• _TEXT PASSAGE_

○ ○ ○ ○ ○ ○ ○

Daniele Polencic
Daniele Polencic

Scaling Node.js apps on Kubernetes

Published in October 2019


Scaling Node.js apps on Kubernetes

TL;DR: In this chapter, you'll learn how to scale your Node.js application with Kubernetes by making it stateless.

Kubernetes is all about making your applications robust when traffic is high.

But, how do you actually do that?

Scaling.

If your application is popular and you receive more traffic than usual, you might need to increment the number of instances running to cope with the load.

And if the sudden increase in traffic vanishes after a few days, you might want to save resources in your infrastructure and decrease the unused instances.

Kubernetes is designed to help you scale up and down your applications so that you can handle different traffic patterns to your applications.

However, there's a gotcha.

Not all application can be scaled out of the box.

If your application is holding any data in memory or on disk, you might not be able to scale it unless it's refactored to be stateless.

But don't worry, you will learn how to do it in this article.

The application which you'll learn to scale today is called Knote.

The application that you're about to scale is already deployed in the cluster.

If you're interested, Here's an article that demonstrates deploying the application before scaling it.

This is what you'll be looking at today.

○ ○ ○ ○ ○ ○ ○

• _Raw entries_
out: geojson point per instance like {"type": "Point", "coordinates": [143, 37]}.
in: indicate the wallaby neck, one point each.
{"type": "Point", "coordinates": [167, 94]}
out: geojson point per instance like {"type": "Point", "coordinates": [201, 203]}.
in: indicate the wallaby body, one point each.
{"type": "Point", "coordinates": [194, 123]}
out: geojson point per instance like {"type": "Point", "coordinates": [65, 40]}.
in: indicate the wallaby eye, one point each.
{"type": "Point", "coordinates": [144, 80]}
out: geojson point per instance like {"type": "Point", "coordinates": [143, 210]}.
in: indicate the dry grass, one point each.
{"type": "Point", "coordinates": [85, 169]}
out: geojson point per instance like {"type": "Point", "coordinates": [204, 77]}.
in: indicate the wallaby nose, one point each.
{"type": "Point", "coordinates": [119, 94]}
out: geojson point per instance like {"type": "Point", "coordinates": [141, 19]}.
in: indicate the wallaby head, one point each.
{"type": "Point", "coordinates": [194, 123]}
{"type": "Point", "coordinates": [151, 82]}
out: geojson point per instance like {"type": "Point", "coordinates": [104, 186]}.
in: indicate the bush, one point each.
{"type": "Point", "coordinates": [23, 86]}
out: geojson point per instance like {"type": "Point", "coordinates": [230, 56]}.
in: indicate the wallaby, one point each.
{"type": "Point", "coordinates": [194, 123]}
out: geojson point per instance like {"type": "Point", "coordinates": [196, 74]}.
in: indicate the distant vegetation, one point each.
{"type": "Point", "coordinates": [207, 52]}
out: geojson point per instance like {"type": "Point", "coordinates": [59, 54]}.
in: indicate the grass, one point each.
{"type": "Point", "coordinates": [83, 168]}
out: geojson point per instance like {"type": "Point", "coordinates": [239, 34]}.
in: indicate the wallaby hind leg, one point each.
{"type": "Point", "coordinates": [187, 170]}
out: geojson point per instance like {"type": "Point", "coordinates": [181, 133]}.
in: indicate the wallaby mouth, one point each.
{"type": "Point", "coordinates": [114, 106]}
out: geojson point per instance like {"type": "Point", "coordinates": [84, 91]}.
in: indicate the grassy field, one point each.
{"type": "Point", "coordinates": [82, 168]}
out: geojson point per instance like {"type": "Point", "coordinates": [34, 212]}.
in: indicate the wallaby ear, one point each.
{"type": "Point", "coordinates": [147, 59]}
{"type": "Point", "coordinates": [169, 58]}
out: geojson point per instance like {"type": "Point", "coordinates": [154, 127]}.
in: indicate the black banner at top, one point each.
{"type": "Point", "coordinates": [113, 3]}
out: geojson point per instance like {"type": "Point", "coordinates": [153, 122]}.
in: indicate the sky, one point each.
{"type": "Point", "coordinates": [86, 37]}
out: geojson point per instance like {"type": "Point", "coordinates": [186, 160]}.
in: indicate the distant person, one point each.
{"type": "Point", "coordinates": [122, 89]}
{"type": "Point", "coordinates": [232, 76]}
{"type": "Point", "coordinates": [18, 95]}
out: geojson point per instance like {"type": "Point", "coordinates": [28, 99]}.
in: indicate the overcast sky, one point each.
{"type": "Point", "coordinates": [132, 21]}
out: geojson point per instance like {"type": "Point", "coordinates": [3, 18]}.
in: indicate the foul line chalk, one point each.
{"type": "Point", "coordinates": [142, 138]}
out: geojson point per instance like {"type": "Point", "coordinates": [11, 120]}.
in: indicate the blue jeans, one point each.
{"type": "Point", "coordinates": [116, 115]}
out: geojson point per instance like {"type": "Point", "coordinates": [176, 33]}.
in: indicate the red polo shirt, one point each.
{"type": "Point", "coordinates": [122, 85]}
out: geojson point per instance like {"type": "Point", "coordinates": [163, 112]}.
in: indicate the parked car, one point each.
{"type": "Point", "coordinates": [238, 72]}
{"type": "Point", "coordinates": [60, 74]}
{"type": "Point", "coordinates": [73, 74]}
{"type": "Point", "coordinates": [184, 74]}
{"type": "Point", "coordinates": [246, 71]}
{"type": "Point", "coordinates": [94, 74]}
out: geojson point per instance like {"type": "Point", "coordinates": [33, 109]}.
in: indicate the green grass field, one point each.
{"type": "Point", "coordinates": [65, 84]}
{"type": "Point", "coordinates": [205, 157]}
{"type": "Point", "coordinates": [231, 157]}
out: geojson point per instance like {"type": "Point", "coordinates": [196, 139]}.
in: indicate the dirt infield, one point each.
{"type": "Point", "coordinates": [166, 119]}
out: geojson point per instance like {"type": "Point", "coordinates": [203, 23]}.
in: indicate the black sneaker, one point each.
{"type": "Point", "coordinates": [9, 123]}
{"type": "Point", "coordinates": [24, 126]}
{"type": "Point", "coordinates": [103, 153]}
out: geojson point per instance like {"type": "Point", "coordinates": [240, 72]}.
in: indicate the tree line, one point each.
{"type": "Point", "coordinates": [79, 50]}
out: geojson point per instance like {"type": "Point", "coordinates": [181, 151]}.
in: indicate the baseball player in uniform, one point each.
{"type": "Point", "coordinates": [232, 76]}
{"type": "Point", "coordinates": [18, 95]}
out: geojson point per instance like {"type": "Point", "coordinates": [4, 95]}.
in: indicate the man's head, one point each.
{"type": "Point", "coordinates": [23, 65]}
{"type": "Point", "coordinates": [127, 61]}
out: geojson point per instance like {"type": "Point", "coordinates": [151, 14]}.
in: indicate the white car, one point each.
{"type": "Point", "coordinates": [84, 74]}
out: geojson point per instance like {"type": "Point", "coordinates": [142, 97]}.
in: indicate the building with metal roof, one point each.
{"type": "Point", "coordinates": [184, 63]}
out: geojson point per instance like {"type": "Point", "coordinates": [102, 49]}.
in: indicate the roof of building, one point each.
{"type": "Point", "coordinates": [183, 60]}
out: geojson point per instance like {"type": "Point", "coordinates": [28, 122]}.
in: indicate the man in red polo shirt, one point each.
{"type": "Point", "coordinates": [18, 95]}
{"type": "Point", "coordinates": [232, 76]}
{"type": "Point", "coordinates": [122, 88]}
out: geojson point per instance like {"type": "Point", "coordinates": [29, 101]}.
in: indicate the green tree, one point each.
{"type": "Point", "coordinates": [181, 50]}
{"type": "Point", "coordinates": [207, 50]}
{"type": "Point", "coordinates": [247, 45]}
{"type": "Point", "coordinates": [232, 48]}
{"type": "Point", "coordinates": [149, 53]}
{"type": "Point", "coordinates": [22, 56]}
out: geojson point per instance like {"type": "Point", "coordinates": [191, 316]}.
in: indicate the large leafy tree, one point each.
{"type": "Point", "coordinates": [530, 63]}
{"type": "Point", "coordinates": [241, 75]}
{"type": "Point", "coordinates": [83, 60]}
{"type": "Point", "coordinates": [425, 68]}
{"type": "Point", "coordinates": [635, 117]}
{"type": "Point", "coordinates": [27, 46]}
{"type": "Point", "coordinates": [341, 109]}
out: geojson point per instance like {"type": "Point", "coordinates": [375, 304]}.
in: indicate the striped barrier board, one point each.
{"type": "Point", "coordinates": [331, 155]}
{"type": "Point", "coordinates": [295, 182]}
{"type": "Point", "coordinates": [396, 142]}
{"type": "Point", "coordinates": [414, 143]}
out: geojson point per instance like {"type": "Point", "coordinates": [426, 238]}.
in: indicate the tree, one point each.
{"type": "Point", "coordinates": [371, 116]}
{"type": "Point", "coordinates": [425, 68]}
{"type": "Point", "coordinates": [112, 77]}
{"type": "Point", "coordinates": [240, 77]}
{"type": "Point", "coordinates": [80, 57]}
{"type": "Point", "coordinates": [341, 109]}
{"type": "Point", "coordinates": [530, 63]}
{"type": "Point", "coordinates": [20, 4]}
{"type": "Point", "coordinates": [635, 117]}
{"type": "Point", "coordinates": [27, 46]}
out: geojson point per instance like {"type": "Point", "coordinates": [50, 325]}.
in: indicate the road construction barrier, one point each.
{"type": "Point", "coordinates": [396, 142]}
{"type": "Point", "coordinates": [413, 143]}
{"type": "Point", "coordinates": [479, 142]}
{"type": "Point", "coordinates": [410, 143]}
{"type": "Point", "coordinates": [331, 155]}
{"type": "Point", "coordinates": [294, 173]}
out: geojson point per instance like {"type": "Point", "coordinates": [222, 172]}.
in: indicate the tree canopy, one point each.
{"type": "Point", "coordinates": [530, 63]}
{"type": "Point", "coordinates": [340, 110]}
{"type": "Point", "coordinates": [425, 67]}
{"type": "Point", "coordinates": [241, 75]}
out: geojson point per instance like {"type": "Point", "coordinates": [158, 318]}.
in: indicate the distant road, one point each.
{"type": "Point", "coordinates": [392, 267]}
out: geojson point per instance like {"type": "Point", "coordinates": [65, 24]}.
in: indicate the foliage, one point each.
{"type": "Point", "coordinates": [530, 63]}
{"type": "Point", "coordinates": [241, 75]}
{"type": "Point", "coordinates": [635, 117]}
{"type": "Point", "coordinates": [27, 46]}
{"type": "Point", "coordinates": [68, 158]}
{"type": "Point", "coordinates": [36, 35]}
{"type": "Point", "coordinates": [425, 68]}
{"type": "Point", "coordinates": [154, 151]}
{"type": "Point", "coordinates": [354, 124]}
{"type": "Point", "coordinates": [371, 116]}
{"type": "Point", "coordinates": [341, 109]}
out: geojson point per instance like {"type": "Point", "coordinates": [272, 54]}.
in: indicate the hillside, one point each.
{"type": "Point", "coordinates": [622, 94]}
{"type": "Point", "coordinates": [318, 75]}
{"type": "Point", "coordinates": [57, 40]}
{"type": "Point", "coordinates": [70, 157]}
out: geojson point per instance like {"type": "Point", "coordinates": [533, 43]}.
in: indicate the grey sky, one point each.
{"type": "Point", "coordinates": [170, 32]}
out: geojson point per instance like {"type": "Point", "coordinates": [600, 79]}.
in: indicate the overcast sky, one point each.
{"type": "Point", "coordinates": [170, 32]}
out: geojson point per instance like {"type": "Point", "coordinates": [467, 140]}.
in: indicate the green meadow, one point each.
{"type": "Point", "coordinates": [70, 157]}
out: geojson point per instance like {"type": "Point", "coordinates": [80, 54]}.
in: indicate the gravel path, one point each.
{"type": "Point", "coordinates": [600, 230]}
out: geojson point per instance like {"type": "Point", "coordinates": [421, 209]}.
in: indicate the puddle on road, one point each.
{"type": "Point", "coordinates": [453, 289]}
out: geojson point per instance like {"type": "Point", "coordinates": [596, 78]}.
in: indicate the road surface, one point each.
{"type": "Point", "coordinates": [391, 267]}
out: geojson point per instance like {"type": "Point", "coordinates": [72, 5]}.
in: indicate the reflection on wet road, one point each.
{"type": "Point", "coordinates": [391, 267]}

○ ○ ○ ○ ○ ○ ○

• _GIVEN TASK 1_
Translate this sentence from the Kubernetes article into Spanish: "Kubernetes is all about making your applications robust when traffic is high."
• _GIVEN TASK 2_
Pull out every line of the entries that contains the word "head". Case counts.

• _FULL RESPONSE 1_
Kubernetes se trata de hacer que tus aplicaciones sean robustas cuando el tráfico es alto.

• _FULL RESPONSE 2_
in: indicate the wallaby head, one point each.
in: indicate the man's head, one point each.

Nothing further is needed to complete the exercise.